Mi reflexión estará orientada a responder a una única pregunta: ¿Qué relación convendría que hubiese, si alguna, entre educación y trabajo infantil? En el proceso de respuesta a esta pregunta iré dejando ideas para una estrategia que permita ir mejorando la relación, frecuentemente perversa, que existe actualmente.

Aclaraciones iniciales

Comenzaré haciendo algunas anotaciones teóricas, quizá por el prejuicio filosófico, aprendido de Federico Nietzsche, de que no hay nada más práctico que una buena teoría.

Aunque sean verdades de Perogrullo, es preciso tener en cuenta, primero, que entre educación y trabajo no hay, en principio, contradicción, y, segundo, que el concepto “educación escolarizada” es un subconjunto del concepto “educación”.

La dicotomía entre educación y trabajo y especialmente la reducción de la educación a aquella que se imparte formalmente a través de la escuela son fenómenos directamente ligados al proyecto moderno. La modernidad se caracteriza por la racionalización tanto de la cultura como de los subsistemas sociales, lo cual trae evidentemente consecuencias para la vida cotidiana. Componentes fundamentales de los modernos procesos de racionalización son tanto la laicización de la cultura y autonomización de sus esferas como la constitución de subsistemas sociales entendidos como dominios separados con reducida interacción entre ellos.

Nuestro problema, el de la relación entre educación y trabajo infantil, se sitúa preferentemente en este segundo nivel del proyecto moderno, el relativo a los subsistemas sociales, por eso voy a centrar mi atención en él, aunque sé que la praxis que se desarrolla en estos subsistemas influye en las percepciones, constituciones jurídicas, valoraciones éticas y representaciones simbólicas que constituyen la cultura de un terminado pueblo.

En las sociedades premodernas, educación y trabajo no siempre estaban desligados y el concepto de educación no se identificaba únicamente con la escolarizada. El desligamiento entre educación y trabajo, como etapas claramente diferenciadas, y la desacreditación de la educación no escolarizada son fenómenos típicos de la modernidad, que guardan relación con el proceso de sistematización racional de los saberes, la constitución de las disciplinas, el diseño preciso de los perfiles profesionales, la reglamentación de la profesión docente, la expansión de la cobertura escolar, la generalización de la escrituralidad, etc.. Todo lo cual, como podemos imaginar, va de la mano, aunque no necesariamente al mismo ritmo, con la industrialización, la división social del trabajo, la urbanización, la extensión de los derechos ciudadanos, la burocratización de los Estados, la profesionalización de los sistemas de seguridad, etc.

Al quedar incorporado el trabajo esencialmente al subsistema productivo y de servicios, y la educación al subsistema escolar se facilitó el divorcio entre educación y trabajo, y este divorcio se fue convirtiendo en una norma o idea regulativa con respecto a la organización racional de la sociedad. El trabajo fue siendo desestimado como contexto de aprendizaje y, por su parte, los procesos de aprendizaje se distanciaron del trabajo.

Desde entonces, en las sociedades modernas hay espacios para trabajar y espacios para estudiar, como hay tiempos para laborar y tiempos para formarse. Es cierto que, en la realidad, estas divisiones no son rígidas, pero también es cierto que la separación opera como idea regulativa y que, si no se da realmente, es, al menos, un componente del horizonte de expectativas.

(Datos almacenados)
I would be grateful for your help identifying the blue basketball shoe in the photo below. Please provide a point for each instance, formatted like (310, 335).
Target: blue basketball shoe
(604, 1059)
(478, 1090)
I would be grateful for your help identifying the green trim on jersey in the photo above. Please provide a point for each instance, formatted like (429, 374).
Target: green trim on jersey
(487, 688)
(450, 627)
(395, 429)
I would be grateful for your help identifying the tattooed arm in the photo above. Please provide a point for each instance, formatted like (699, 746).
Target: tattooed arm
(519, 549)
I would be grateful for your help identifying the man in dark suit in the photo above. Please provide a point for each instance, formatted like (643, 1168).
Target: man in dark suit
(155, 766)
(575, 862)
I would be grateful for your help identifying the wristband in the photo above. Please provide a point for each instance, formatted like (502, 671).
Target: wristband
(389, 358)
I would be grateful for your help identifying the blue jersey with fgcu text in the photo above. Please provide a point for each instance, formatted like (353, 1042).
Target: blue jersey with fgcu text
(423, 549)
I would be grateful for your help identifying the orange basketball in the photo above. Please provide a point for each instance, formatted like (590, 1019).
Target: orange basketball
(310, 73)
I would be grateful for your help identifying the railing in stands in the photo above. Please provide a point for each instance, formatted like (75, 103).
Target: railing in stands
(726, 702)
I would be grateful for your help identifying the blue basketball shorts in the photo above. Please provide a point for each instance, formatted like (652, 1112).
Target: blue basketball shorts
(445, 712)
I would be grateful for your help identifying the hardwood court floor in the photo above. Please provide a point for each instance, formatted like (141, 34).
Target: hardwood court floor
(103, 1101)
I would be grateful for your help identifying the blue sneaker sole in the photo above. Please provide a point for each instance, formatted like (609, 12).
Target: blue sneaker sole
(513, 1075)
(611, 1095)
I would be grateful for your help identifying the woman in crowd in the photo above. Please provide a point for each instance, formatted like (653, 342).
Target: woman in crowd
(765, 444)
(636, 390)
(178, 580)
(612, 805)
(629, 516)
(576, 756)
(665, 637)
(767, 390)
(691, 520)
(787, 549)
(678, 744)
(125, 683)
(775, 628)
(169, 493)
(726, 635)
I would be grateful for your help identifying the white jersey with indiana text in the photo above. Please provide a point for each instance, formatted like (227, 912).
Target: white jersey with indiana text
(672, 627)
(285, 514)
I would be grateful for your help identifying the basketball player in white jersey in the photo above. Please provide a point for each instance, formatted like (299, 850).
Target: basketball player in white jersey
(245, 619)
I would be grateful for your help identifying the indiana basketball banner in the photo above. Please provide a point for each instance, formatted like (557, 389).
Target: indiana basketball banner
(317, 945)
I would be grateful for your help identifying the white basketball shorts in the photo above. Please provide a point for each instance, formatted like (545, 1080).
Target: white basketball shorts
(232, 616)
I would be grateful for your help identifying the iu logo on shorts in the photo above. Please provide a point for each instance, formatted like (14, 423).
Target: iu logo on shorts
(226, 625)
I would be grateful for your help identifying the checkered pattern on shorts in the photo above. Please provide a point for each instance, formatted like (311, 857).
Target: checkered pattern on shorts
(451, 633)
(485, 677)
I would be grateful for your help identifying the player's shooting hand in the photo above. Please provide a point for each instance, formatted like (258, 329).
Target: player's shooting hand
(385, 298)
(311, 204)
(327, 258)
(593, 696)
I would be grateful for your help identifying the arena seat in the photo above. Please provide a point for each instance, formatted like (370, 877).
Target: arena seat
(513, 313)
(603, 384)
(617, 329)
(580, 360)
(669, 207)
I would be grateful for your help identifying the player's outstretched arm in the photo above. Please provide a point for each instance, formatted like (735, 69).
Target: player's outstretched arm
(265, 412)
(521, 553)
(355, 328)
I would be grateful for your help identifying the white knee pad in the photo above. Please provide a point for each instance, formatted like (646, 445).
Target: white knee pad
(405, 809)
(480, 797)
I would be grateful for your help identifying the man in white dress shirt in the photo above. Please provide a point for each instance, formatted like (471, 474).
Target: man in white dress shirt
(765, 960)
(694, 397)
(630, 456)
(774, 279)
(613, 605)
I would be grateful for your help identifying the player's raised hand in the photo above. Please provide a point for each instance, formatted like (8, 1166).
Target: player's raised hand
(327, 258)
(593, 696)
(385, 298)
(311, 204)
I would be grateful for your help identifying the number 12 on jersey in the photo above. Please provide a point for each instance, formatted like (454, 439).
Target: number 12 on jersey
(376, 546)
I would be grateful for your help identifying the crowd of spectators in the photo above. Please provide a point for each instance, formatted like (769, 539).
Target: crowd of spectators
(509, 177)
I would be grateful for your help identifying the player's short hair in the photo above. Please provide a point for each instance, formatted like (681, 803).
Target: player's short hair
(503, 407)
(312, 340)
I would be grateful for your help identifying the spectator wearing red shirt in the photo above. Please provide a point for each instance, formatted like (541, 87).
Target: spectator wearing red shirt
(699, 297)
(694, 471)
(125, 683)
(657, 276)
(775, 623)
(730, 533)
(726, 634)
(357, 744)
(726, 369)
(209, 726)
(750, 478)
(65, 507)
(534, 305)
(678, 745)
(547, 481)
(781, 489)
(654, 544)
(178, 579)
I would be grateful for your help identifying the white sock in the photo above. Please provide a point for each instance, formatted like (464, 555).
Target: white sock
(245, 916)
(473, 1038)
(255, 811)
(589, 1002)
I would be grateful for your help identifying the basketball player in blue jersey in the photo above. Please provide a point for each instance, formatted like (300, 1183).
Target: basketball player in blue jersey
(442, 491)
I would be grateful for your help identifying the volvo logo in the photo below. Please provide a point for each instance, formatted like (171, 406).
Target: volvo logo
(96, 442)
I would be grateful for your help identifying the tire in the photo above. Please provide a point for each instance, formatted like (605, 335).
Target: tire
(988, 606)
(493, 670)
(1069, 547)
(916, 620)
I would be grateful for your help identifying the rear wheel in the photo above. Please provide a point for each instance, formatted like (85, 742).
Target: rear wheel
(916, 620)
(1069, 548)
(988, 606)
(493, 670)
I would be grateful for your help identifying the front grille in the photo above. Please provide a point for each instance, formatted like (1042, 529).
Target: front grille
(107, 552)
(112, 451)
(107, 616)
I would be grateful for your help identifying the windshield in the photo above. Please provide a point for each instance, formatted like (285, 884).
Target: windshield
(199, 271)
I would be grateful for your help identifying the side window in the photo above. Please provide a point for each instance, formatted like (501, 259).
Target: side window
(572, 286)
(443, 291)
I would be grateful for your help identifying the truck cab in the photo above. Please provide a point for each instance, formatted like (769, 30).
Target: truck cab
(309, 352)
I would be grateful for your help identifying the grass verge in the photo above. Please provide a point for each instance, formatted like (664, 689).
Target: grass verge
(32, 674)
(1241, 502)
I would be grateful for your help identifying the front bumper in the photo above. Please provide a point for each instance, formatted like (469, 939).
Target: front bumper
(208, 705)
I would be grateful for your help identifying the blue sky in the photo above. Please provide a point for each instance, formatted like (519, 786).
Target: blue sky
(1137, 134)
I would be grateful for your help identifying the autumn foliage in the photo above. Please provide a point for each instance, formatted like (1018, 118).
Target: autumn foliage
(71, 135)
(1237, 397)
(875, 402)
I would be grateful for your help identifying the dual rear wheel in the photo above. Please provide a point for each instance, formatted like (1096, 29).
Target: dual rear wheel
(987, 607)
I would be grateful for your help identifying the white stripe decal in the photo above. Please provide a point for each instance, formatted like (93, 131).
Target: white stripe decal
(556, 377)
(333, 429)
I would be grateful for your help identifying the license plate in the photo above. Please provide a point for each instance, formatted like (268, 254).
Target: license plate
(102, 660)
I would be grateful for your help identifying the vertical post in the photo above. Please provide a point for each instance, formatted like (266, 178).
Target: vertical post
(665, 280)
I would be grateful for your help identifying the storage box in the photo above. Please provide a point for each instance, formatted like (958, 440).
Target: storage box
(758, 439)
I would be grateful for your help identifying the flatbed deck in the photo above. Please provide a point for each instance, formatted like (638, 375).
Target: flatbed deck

= Tarea solicitada 1 =
Resume en dos oraciones el texto sobre educación y trabajo infantil.
= Tarea solicitada 2 =
Escribe la continuación del texto sobre educación y trabajo infantil a partir de su última oración.
El listado no guarda ninguna relación con el texto.

= Respuesta esperada 1 =
El texto se pregunta qué relación convendría que hubiese entre educación y trabajo infantil, y afirma que en principio no hay contradicción entre educación y trabajo y que la educación escolarizada es solo un subconjunto de la educación. Explica que la separación entre ambos y la desacreditación de la educación no escolarizada son fenómenos típicos de la modernidad, ligados a la constitución de subsistemas sociales separados, y que esa separación opera como idea regulativa aunque en la realidad no sea rígida.

= Respuesta esperada 2 =
Conscientes de que este divorcio genera dificultades, tanto el subsistema productivo y de servicios como el formativo vienen tratando, especialmente en los últimos decenios, de encontrar pasarelas y sinergias entre ellos, en un caso, incorporando prácticas formativas en los entornos laborales y valorando las competencias adquiridas en ellos, y, en el otro, asumiendo el hacer práctico como medio de aprendizaje desde la infancia hasta las especializaciones profesionales. Desde el punto de vista meramente pedagógico, para el caso de la infancia, poco importa que ese hacer práctico sea considerado trabajo, como ocurre frecuentemente en el ámbito rural, o juego, como pasa en el ámbito urbano.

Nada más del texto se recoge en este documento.